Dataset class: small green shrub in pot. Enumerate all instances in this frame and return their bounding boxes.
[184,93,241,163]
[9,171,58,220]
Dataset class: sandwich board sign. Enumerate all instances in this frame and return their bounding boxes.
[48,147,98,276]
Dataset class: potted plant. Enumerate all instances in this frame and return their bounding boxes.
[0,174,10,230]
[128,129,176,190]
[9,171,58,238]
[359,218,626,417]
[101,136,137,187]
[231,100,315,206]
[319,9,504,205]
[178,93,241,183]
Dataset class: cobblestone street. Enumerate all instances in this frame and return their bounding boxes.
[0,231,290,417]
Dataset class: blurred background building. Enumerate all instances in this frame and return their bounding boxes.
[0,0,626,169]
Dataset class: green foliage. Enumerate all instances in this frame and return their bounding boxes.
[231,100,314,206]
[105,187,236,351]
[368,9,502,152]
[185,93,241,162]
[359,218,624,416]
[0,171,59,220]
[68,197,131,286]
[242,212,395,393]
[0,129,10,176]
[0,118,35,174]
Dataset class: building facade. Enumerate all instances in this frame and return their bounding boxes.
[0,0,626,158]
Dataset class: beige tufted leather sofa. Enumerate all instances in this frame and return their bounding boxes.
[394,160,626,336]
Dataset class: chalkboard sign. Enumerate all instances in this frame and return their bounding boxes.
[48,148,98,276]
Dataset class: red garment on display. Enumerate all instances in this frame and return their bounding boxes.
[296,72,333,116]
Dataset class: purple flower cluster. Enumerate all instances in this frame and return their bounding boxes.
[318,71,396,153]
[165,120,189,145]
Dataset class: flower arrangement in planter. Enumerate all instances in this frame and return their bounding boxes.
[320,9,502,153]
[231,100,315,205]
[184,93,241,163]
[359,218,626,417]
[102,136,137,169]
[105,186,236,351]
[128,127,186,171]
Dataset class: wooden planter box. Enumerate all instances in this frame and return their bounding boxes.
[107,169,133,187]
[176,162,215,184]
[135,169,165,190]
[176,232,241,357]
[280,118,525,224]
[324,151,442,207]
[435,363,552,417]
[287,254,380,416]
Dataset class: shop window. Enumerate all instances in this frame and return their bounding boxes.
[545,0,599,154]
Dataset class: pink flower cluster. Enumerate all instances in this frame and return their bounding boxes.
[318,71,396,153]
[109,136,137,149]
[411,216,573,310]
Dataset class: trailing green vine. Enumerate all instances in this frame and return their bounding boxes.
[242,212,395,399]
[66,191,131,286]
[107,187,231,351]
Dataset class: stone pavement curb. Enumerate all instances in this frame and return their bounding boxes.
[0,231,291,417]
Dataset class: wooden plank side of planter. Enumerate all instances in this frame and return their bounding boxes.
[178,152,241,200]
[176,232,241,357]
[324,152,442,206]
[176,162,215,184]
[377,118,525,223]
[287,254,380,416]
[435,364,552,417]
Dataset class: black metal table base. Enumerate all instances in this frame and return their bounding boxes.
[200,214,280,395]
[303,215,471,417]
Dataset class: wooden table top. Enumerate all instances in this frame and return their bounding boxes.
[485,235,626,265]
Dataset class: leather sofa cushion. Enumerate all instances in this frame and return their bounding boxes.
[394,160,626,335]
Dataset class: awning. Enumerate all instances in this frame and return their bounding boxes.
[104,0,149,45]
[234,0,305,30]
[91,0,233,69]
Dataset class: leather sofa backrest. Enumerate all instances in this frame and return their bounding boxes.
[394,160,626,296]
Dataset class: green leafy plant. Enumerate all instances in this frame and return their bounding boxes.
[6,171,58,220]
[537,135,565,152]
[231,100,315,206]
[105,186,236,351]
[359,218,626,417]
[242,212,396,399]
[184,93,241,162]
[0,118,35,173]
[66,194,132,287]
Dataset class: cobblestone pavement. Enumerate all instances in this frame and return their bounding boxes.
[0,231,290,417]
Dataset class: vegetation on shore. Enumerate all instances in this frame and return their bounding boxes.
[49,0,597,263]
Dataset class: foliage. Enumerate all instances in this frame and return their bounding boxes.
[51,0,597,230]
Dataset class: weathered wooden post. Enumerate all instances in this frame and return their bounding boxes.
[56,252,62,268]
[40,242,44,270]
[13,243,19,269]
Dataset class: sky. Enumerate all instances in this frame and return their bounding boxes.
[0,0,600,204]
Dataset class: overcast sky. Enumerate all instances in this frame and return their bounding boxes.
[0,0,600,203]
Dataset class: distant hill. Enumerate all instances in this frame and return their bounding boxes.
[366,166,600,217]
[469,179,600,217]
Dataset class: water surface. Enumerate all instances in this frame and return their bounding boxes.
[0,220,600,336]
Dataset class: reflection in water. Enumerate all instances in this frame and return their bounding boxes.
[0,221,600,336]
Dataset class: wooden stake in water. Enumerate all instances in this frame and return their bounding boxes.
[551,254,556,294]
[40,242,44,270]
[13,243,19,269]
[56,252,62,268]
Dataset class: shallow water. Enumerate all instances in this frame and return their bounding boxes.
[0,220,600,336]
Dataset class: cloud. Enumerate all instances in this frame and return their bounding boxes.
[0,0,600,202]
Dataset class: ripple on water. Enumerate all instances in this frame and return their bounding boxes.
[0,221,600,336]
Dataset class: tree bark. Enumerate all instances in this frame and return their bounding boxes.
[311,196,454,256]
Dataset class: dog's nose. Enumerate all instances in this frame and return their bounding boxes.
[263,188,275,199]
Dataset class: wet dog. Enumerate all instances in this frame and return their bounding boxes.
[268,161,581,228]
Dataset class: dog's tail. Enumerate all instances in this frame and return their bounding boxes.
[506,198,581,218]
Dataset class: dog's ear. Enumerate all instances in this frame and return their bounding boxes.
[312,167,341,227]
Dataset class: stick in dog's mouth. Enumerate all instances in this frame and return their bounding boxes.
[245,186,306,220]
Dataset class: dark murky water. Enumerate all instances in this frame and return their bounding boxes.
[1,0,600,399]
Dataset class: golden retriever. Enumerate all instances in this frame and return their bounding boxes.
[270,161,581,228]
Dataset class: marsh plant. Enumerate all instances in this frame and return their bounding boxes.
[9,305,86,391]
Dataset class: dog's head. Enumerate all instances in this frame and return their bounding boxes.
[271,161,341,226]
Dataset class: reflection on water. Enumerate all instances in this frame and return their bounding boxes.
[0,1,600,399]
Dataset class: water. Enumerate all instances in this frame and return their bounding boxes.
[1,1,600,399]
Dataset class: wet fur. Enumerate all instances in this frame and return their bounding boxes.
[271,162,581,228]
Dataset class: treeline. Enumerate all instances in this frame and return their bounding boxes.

+===+

■ Requirements
Output the stretch of the rows that opens with the line containing "Dataset class: blurred" and closes with the line containing "[0,0,626,169]" as a Markdown table with the columns Number and Line, leaving out any blank lines.

■ Complete output
| Number | Line |
|---|---|
| 1 | Dataset class: blurred background building. Enumerate all instances in this frame and return their bounding boxes. |
| 2 | [0,0,626,169] |